Records shown.

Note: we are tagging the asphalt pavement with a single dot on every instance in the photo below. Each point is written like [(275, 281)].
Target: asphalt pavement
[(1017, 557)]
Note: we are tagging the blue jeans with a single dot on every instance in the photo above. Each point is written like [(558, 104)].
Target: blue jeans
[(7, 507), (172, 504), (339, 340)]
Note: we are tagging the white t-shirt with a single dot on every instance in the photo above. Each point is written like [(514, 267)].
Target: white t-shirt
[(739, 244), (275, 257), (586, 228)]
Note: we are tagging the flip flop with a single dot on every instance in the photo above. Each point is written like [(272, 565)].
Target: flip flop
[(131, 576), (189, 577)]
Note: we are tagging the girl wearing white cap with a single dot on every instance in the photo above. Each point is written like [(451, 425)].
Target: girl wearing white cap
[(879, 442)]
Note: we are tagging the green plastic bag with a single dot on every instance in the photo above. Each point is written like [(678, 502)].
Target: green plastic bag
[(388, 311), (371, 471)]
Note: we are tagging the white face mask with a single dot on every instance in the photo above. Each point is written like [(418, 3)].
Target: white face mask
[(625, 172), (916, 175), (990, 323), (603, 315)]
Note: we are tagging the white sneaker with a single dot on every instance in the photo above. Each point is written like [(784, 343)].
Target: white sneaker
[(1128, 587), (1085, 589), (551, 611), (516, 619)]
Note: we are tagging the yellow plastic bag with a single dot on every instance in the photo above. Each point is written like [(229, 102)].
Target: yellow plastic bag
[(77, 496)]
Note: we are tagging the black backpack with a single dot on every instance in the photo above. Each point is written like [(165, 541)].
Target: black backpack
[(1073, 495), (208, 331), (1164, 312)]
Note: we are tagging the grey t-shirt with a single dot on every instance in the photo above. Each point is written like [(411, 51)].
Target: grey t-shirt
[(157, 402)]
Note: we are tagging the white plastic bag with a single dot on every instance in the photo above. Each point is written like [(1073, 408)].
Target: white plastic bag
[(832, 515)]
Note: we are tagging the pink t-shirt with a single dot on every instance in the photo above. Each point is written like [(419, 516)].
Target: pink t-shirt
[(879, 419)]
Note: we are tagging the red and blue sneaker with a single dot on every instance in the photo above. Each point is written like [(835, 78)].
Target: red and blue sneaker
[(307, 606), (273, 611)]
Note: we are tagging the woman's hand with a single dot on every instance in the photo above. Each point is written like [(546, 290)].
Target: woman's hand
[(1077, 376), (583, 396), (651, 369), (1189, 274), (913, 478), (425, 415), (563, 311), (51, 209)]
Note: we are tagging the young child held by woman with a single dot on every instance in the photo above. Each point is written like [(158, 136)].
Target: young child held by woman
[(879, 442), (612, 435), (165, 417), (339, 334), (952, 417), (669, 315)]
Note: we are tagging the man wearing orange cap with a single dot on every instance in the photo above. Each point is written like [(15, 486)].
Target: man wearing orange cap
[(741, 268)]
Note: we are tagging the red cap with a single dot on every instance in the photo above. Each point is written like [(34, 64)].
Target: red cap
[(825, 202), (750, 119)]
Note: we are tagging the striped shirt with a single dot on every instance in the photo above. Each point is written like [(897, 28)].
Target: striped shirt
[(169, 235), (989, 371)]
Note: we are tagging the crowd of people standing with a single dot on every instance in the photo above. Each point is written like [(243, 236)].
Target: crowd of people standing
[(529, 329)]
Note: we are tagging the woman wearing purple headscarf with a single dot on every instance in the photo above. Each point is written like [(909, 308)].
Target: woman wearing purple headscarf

Task to complete.
Rewrite all of the lines above, replacing each occurrence of "tagging" with "marking" and leaving everything else as it is.

Exercise answer.
Note: we are marking the asphalt pavement with a single dot on every instance in the photo below. Each point is written like [(275, 281)].
Target: asphalt pavement
[(1017, 557)]
Note: we are marking the blue jeans with a single dot on every instance in the photo above. Each point is written like [(558, 104)].
Target: blue jeans
[(7, 507), (172, 504), (339, 340)]
Note: we are marking the white t-shirt with a single dot on every instance in the photo above. Each point is written like [(514, 267)].
Target: white t-shirt
[(739, 244), (275, 257), (586, 228)]
Note: we are marking the flip flop with a single dot on every instance in the photo above. Each point is written like [(272, 565)].
Target: flip flop
[(131, 576), (189, 577)]
Note: we are marking the girl wearing white cap with a single dot on every instance in the photo above. Each point is written like [(451, 425)].
Target: girl wearing white cap
[(879, 442)]
Note: we are marking the green plastic bag with a single dot on every instance in the photo above. Each point is written like [(678, 502)].
Target: green plastic bag
[(388, 311), (371, 471)]
Note: we are marking the white face mask with a single dot on every instance in the photo above. Each point is written like [(418, 3)].
Target: white face mask
[(625, 172), (916, 175), (990, 323), (603, 315)]
Note: we are marking the white sneaker with a single dot on every instance in the photo above. Each point is written like [(784, 343)].
Target: white sneaker
[(1128, 587), (1085, 589), (551, 611), (516, 619)]
Note: we are marking the yellow plastic bag with a single dot on every instance in the photo above. Each point is written like [(229, 102)].
Target: yellow plastic bag
[(77, 496)]
Note: we are marking the black backpack with a single dot on every instance in the photo above. Each point is written like [(165, 541)].
Target: black backpack
[(1073, 495), (208, 331), (1164, 312)]
Note: we are marking the grey t-shirt with a single dot on every instance in the photo above. Each point is written like [(411, 51)].
Target: grey t-shirt
[(157, 402)]
Note: we are marking the white plastic bag with a single dot on every instance in the photo above. Each point is written like [(1073, 408)].
Target: white plastic bag
[(832, 515)]
Note: we are marking the pink t-shirt with a single dot on every instance in the photo above. Each point is written like [(419, 516)].
Target: pink t-shirt
[(879, 419)]
Note: we are marking the red and blue sneaker with a single dot on every instance in the photo above. Each point is written like [(835, 78)].
Target: red and blue sneaker
[(307, 606), (273, 611)]
Note: we are marking the woman's hand with a single dot on every instance in the photo above. Each point is written like [(546, 290)].
Target: woman's hand
[(1077, 376), (583, 396), (651, 369), (1189, 274), (913, 478), (425, 415), (563, 311), (51, 209)]
Note: we are marking the young child held by woman with a single dot on every instance in the photo above. Each point is written like [(158, 136)].
Target: young child held by woman
[(879, 442), (612, 435), (165, 417), (339, 334), (952, 417), (669, 315)]
Note: we are marking the man wearing orange cap with a single dot on every instance in the photo above. Each point is written like [(15, 486)].
Target: man wearing orange cap
[(741, 268)]
Note: we are marking the red cap with a single dot on every instance in the photo above. Each point is written like [(34, 64)].
Target: red cap
[(825, 202), (750, 119)]
Note: we are marking the striped shirt with a single dot on every instance in the photo above. Each point is written like [(897, 28)].
Target: striped shirt
[(169, 235), (989, 371)]
Note: we are marking the crowd of people standing with a single dot on every instance in the photo above. Each point is written like [(243, 236)].
Target: crowd of people standing
[(529, 329)]
Note: we are marking the woman wearing purple headscarf with a single dot on every instance in the photo above. Each point is written like [(909, 308)].
Target: woman wearing purple headscarf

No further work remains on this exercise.